--- DIRECTIONS FOR THIS TASK ---
Reproduce the listing below in full, substituting "Label" for every occurrence of "Target" and leaving all other text unchanged.

=-=-=-=-=

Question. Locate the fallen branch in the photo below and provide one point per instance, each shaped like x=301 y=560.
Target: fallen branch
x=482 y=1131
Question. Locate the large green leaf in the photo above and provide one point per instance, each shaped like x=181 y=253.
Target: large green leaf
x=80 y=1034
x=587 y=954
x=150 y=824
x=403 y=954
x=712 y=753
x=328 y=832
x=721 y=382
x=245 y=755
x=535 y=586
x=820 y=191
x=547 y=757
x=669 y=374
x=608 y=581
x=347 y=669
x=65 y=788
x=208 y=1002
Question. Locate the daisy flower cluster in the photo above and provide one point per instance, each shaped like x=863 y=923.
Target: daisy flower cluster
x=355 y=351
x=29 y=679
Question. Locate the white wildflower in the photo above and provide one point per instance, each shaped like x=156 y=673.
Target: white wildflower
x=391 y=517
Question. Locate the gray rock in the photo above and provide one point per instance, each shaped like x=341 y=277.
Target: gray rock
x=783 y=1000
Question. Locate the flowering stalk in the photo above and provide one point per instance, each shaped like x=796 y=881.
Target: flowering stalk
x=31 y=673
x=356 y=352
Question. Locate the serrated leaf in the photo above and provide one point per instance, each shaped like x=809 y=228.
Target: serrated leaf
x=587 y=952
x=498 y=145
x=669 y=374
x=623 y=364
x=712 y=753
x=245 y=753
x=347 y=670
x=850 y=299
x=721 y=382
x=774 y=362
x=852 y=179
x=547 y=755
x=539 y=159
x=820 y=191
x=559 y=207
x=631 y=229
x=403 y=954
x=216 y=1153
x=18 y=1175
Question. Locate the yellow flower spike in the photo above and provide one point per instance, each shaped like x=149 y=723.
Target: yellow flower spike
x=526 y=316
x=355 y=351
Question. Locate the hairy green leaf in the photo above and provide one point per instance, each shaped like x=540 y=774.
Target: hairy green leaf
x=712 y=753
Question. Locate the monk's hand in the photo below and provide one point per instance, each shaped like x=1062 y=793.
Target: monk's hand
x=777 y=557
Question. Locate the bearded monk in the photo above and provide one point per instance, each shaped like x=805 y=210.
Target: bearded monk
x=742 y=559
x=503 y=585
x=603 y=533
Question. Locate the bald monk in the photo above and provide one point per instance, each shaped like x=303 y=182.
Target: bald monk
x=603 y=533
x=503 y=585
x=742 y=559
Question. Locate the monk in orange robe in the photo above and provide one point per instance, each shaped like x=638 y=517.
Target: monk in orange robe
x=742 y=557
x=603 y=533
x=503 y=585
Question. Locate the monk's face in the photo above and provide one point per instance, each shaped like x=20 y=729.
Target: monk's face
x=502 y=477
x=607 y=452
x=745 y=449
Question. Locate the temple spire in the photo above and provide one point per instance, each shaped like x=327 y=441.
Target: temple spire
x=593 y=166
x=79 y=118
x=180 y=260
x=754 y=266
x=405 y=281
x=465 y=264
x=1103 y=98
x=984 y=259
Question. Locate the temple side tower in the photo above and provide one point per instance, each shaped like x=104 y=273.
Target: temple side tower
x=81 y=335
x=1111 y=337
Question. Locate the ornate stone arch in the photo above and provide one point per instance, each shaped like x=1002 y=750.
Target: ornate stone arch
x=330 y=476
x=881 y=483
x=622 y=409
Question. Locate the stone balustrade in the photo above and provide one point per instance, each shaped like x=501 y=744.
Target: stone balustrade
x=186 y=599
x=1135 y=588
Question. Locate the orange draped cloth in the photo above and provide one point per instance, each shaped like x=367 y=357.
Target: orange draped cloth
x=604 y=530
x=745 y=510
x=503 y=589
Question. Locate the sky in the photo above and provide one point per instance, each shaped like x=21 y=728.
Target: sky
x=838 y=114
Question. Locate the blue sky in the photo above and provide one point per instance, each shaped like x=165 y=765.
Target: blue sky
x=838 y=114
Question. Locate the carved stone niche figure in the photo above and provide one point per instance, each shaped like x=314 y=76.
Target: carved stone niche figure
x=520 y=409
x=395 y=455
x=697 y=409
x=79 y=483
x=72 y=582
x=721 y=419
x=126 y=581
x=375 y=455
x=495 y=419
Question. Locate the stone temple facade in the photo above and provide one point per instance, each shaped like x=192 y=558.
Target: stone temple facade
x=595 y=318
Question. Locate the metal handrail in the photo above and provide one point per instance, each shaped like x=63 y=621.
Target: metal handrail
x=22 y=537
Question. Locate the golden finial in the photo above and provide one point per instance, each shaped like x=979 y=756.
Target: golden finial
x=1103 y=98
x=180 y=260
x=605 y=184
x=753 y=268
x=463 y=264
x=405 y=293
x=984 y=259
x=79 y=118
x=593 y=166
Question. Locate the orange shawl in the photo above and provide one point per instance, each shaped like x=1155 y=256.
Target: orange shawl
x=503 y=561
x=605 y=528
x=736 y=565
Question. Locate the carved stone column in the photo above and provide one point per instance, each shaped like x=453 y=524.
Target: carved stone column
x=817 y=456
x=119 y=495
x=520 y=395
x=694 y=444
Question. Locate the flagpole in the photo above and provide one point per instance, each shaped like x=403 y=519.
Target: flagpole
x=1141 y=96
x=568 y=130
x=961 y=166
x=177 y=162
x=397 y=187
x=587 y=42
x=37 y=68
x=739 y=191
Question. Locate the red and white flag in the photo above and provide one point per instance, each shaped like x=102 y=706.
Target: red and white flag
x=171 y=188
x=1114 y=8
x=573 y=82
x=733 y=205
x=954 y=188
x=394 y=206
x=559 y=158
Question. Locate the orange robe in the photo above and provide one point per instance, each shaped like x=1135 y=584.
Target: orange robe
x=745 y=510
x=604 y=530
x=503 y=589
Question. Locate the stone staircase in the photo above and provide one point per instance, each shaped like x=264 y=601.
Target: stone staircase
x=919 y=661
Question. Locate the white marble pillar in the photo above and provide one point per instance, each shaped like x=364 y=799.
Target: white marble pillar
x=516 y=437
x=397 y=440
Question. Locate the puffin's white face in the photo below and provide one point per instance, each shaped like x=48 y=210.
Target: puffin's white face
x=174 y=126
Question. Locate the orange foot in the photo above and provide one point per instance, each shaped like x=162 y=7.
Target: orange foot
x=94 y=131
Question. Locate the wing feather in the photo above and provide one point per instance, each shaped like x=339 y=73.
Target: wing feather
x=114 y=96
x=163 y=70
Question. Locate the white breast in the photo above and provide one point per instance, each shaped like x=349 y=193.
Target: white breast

=-=-=-=-=

--- REPLY TO THE TASK ---
Question. Locate the fallen branch in the photo below and provide one point per instance, each shaped like x=301 y=560.
Label: fallen branch
x=482 y=1131
Question. Locate the large green leaf in the photo above and provide one point per instance, each shaped like x=181 y=253.
Label: large green leaf
x=80 y=1034
x=587 y=954
x=150 y=824
x=403 y=954
x=712 y=753
x=328 y=832
x=721 y=382
x=245 y=755
x=535 y=586
x=820 y=191
x=547 y=757
x=669 y=374
x=608 y=581
x=347 y=669
x=65 y=788
x=208 y=1002
Question. Locate the daisy flower cluster in the photo above and provide one point per instance, each shaped like x=863 y=923.
Label: daisy flower cluster
x=355 y=351
x=29 y=679
Question. Locate the white wildflower in the photo above and provide one point per instance, each shaped like x=156 y=673.
Label: white wildflower
x=391 y=517
Question. Locate the gray rock in the photo above and provide one point per instance, each shaped like x=341 y=277.
Label: gray rock
x=783 y=1000
Question. Locate the flowering stalk in the photo above and provide one point per instance, each shaped like x=796 y=881.
Label: flowering stalk
x=31 y=673
x=356 y=352
Question. Locate the serrated leaf in the photo above and provide one point per instance, each shaped like x=809 y=228.
Label: serrated leaf
x=587 y=952
x=498 y=145
x=669 y=374
x=623 y=364
x=712 y=753
x=245 y=753
x=347 y=670
x=850 y=299
x=721 y=382
x=774 y=362
x=852 y=179
x=547 y=755
x=539 y=159
x=820 y=191
x=559 y=207
x=631 y=229
x=403 y=954
x=216 y=1153
x=18 y=1175
Question. Locate the yellow flower spike in the photo above and provide one point per instance, each shaped like x=149 y=723.
Label: yellow flower spike
x=526 y=316
x=355 y=351
Question. Locate the hairy green leaf in the photo above and provide one point per instance, each shaped like x=540 y=774.
Label: hairy green leaf
x=712 y=753
Question. Locate the monk's hand in the photo below and provide one point per instance, each shaped like x=1062 y=793.
Label: monk's hand
x=777 y=557
Question. Locate the bearded monk in the photo above and provide one point per instance, each shaped like x=805 y=210.
Label: bearded monk
x=742 y=559
x=503 y=585
x=603 y=533
Question. Locate the bald monk in the photo above and provide one point per instance, each shaped like x=303 y=182.
Label: bald monk
x=603 y=533
x=503 y=585
x=742 y=559
Question. Locate the monk in orange robe in the photo above and provide one point per instance, each shaped like x=638 y=517.
Label: monk in orange robe
x=742 y=557
x=603 y=533
x=503 y=585
Question. Locate the monk's face in the photo above and provide one point per instance, each shaped like x=20 y=729.
Label: monk's face
x=502 y=477
x=607 y=452
x=745 y=449
Question. Locate the temple spire in the photo above and provide one point per instance, each shaped like x=327 y=441.
Label: temple spire
x=593 y=166
x=79 y=118
x=180 y=260
x=754 y=266
x=405 y=281
x=465 y=264
x=1103 y=98
x=984 y=259
Question. Locate the temple side tower in the photo above and provide one point per instance, each shaped like x=104 y=273.
Label: temple side tower
x=81 y=335
x=1111 y=337
Question. Locate the ornate stone arch in the photo above and provide one point per instance, each shaped like x=1002 y=750.
Label: ornate stone arch
x=330 y=476
x=881 y=483
x=622 y=409
Question. Locate the stone balustrade in the photo above and provide one point per instance, each shaped like x=501 y=744.
Label: stone balustrade
x=186 y=599
x=1135 y=588
Question. Locate the orange draped cloth in the photo above and provide one point per instance, each shaped like x=367 y=357.
Label: orange draped cloth
x=604 y=530
x=745 y=510
x=503 y=589
Question. Locate the sky in the photo above and provide one point per instance, each shaped like x=21 y=728.
Label: sky
x=838 y=114
Question. Locate the blue sky in the photo above and provide one point per instance, each shaped like x=165 y=765.
Label: blue sky
x=838 y=114
Question. Locate the carved stone niche figure in the photo above and provide one point per instance, each shaped like x=314 y=76.
Label: carved stone niche figure
x=520 y=409
x=395 y=455
x=697 y=409
x=79 y=483
x=72 y=582
x=721 y=419
x=126 y=581
x=375 y=455
x=495 y=419
Question. Locate the stone temple facade in the photo above and provide one point per instance, each shaped like x=192 y=558.
Label: stone temple facade
x=595 y=318
Question. Locate the metal handrail in the photo above and provide one point per instance, each shaped like x=63 y=621.
Label: metal handrail
x=22 y=537
Question. Locate the golden finial in the photo above and provide one point per instance, each shaped like x=979 y=756.
Label: golden finial
x=1103 y=98
x=180 y=260
x=605 y=184
x=753 y=268
x=463 y=264
x=405 y=293
x=984 y=259
x=79 y=118
x=593 y=166
Question. Locate the orange shawl in the photo above and provide one point per instance, each shaped like x=1155 y=256.
Label: orange shawl
x=503 y=561
x=605 y=528
x=736 y=565
Question. Locate the carved stone column in the photo above and provide one point per instance, each shaped like x=453 y=524.
Label: carved stone column
x=817 y=456
x=119 y=495
x=520 y=395
x=694 y=444
Question. Locate the flagpole in the photo above and provide one point per instance, each shaped like x=403 y=519.
Label: flagpole
x=1141 y=96
x=568 y=130
x=961 y=166
x=177 y=162
x=397 y=187
x=587 y=42
x=37 y=68
x=739 y=191
Question. Locate the red and white flag in the photo above and provide one point per instance, each shaped like x=102 y=706.
Label: red and white flag
x=171 y=188
x=1114 y=8
x=573 y=82
x=733 y=205
x=954 y=188
x=394 y=206
x=559 y=158
Question. Locate the orange robe in the photo above and provide one point per instance, each shaped like x=1135 y=584.
Label: orange robe
x=745 y=510
x=604 y=530
x=503 y=589
Question. Locate the stone staircase in the photo above and provide one point per instance, each shaped like x=264 y=601.
Label: stone staircase
x=919 y=661
Question. Locate the white marble pillar in the photo above and provide one point per instance, each shaped like x=364 y=799.
Label: white marble pillar
x=516 y=437
x=397 y=440
Question. Locate the puffin's white face in the photo below and provide one point per instance, each shaped like x=48 y=210.
Label: puffin's white face
x=174 y=126
Question. Locate the orange foot in the photo above and provide one point per instance, each shaped like x=162 y=7.
Label: orange foot
x=94 y=131
Question. Locate the wing feather in the photo above and provide one point per instance, each shaped like x=339 y=73.
Label: wing feather
x=114 y=96
x=163 y=70
Question. Locate the white breast in the photo above and provide one point per instance, each shaped like x=349 y=193.
Label: white breast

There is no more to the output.